(begin)

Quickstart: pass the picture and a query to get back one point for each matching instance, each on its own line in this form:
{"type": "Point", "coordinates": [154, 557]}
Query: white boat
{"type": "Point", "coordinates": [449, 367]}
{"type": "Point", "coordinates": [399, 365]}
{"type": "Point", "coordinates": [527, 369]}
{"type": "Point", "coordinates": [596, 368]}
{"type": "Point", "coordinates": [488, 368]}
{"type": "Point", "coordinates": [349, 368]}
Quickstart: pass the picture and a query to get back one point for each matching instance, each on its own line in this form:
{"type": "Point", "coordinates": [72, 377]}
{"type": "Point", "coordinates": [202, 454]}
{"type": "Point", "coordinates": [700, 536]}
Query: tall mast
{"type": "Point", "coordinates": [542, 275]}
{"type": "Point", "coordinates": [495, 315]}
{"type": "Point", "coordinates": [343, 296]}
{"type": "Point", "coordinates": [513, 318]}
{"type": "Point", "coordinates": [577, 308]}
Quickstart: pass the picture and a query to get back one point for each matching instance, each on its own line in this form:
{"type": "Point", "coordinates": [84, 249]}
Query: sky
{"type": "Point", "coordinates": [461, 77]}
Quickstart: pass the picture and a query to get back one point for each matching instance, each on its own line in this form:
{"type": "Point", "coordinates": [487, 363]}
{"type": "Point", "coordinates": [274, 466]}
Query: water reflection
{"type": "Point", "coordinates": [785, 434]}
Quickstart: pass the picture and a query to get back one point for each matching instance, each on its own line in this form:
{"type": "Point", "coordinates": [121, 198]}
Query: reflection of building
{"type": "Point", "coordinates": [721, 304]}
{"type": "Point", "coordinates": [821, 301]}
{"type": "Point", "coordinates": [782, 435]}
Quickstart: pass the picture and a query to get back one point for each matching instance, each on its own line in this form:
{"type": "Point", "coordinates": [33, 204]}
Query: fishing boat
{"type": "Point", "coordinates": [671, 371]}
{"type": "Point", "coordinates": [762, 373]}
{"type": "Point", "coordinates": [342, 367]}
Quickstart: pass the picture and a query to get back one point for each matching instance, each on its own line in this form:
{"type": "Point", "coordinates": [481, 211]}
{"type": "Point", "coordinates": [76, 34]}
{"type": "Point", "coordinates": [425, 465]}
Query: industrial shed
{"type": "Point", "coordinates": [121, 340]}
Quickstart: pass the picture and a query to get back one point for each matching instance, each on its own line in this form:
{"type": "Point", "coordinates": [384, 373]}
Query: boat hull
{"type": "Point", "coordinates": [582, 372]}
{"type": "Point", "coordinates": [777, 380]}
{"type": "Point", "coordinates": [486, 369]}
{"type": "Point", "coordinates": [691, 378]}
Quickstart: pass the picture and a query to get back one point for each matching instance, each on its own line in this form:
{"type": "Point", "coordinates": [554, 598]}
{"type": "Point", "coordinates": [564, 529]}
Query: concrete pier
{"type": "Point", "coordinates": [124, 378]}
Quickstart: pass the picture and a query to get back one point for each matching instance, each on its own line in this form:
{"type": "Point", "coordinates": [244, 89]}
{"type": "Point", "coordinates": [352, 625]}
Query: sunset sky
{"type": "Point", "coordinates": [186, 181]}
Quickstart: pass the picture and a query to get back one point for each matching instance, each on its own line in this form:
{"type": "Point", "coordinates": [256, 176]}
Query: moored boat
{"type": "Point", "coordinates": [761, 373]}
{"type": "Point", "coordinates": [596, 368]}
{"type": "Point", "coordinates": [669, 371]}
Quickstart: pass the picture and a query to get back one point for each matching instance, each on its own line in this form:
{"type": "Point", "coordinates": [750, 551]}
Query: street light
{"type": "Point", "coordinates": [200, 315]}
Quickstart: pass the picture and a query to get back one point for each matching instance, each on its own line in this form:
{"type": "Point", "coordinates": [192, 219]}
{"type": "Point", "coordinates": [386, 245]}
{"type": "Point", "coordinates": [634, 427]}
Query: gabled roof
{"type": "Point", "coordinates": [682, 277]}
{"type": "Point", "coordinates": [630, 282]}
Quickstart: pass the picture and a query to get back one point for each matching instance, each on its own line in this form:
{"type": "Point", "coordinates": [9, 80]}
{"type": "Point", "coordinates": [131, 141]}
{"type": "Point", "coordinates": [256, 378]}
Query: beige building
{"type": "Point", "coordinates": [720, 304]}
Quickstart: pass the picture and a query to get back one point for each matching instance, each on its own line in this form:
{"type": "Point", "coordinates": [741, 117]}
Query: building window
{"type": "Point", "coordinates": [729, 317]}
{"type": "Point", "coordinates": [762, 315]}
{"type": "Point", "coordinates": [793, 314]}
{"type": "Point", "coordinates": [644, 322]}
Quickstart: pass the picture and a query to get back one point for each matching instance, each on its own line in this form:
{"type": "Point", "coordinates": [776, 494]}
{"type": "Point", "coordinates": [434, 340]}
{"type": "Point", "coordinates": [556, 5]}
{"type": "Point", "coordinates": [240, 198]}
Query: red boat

(end)

REQUIRED TASK — Every entry should be printed again exactly as written.

TASK RESPONSE —
Quickstart: pass the picture and a query to get back one point for each matching instance, each on its own line in this form:
{"type": "Point", "coordinates": [154, 557]}
Query: white boat
{"type": "Point", "coordinates": [449, 367]}
{"type": "Point", "coordinates": [399, 365]}
{"type": "Point", "coordinates": [527, 369]}
{"type": "Point", "coordinates": [596, 368]}
{"type": "Point", "coordinates": [488, 368]}
{"type": "Point", "coordinates": [349, 368]}
Quickstart: pass the picture and a query to get back one point for each matching instance, each on its own line in this form:
{"type": "Point", "coordinates": [72, 377]}
{"type": "Point", "coordinates": [202, 454]}
{"type": "Point", "coordinates": [700, 536]}
Query: tall mast
{"type": "Point", "coordinates": [542, 275]}
{"type": "Point", "coordinates": [495, 315]}
{"type": "Point", "coordinates": [343, 296]}
{"type": "Point", "coordinates": [513, 318]}
{"type": "Point", "coordinates": [577, 308]}
Quickstart: pass the picture and a query to get back one point for each matching instance, each on its own line in this form:
{"type": "Point", "coordinates": [84, 249]}
Query: sky
{"type": "Point", "coordinates": [461, 77]}
Quickstart: pass the picture and a query to get back one point for each matching instance, each on its own line in this form:
{"type": "Point", "coordinates": [487, 363]}
{"type": "Point", "coordinates": [274, 466]}
Query: water reflection
{"type": "Point", "coordinates": [785, 434]}
Quickstart: pass the picture and a query to get back one point for each matching instance, each on its own line in this form:
{"type": "Point", "coordinates": [121, 198]}
Query: reflection of building
{"type": "Point", "coordinates": [721, 304]}
{"type": "Point", "coordinates": [821, 301]}
{"type": "Point", "coordinates": [782, 435]}
Quickstart: pass the picture and a query to get back one point for each matching instance, each on its own line in this form:
{"type": "Point", "coordinates": [33, 204]}
Query: fishing boat
{"type": "Point", "coordinates": [671, 371]}
{"type": "Point", "coordinates": [762, 373]}
{"type": "Point", "coordinates": [342, 367]}
Quickstart: pass the picture and a query to get back one point for each matching instance, each on its own line in this form:
{"type": "Point", "coordinates": [481, 211]}
{"type": "Point", "coordinates": [76, 34]}
{"type": "Point", "coordinates": [425, 465]}
Query: industrial shed
{"type": "Point", "coordinates": [121, 340]}
Quickstart: pass the picture and a query to get back one point for each matching instance, each on its own line in this form:
{"type": "Point", "coordinates": [384, 373]}
Query: boat hull
{"type": "Point", "coordinates": [582, 372]}
{"type": "Point", "coordinates": [777, 380]}
{"type": "Point", "coordinates": [486, 369]}
{"type": "Point", "coordinates": [691, 378]}
Quickstart: pass the picture and a query to get back one point for each matching instance, each on its own line in this form:
{"type": "Point", "coordinates": [554, 598]}
{"type": "Point", "coordinates": [564, 529]}
Query: concrete pier
{"type": "Point", "coordinates": [124, 378]}
Quickstart: pass the picture and a query to get back one point for each matching instance, each on its own line in this form:
{"type": "Point", "coordinates": [244, 89]}
{"type": "Point", "coordinates": [352, 625]}
Query: sunset sky
{"type": "Point", "coordinates": [186, 181]}
Quickstart: pass the picture and a query to get back one point for each matching instance, each on its own line in this form:
{"type": "Point", "coordinates": [256, 176]}
Query: moored boat
{"type": "Point", "coordinates": [761, 373]}
{"type": "Point", "coordinates": [596, 368]}
{"type": "Point", "coordinates": [669, 371]}
Quickstart: pass the picture and a query to get back one point for each matching instance, each on its own line in this form:
{"type": "Point", "coordinates": [750, 551]}
Query: street light
{"type": "Point", "coordinates": [200, 315]}
Quickstart: pass the picture and a query to get back one point for each matching instance, each on its own line in this form:
{"type": "Point", "coordinates": [192, 219]}
{"type": "Point", "coordinates": [386, 245]}
{"type": "Point", "coordinates": [634, 427]}
Query: gabled roof
{"type": "Point", "coordinates": [682, 277]}
{"type": "Point", "coordinates": [630, 282]}
Quickstart: pass the picture and a query to get back one point for each matching instance, each on its own line in this form:
{"type": "Point", "coordinates": [9, 80]}
{"type": "Point", "coordinates": [131, 141]}
{"type": "Point", "coordinates": [256, 378]}
Query: beige building
{"type": "Point", "coordinates": [720, 304]}
Quickstart: pass the picture and a query to get back one point for each matching instance, each on its own line in this form:
{"type": "Point", "coordinates": [741, 117]}
Query: building window
{"type": "Point", "coordinates": [729, 317]}
{"type": "Point", "coordinates": [762, 315]}
{"type": "Point", "coordinates": [793, 314]}
{"type": "Point", "coordinates": [644, 322]}
Quickstart: pass the picture and a query to get back one point for each matching instance, each on its own line in this form:
{"type": "Point", "coordinates": [776, 494]}
{"type": "Point", "coordinates": [434, 340]}
{"type": "Point", "coordinates": [556, 5]}
{"type": "Point", "coordinates": [240, 198]}
Query: red boat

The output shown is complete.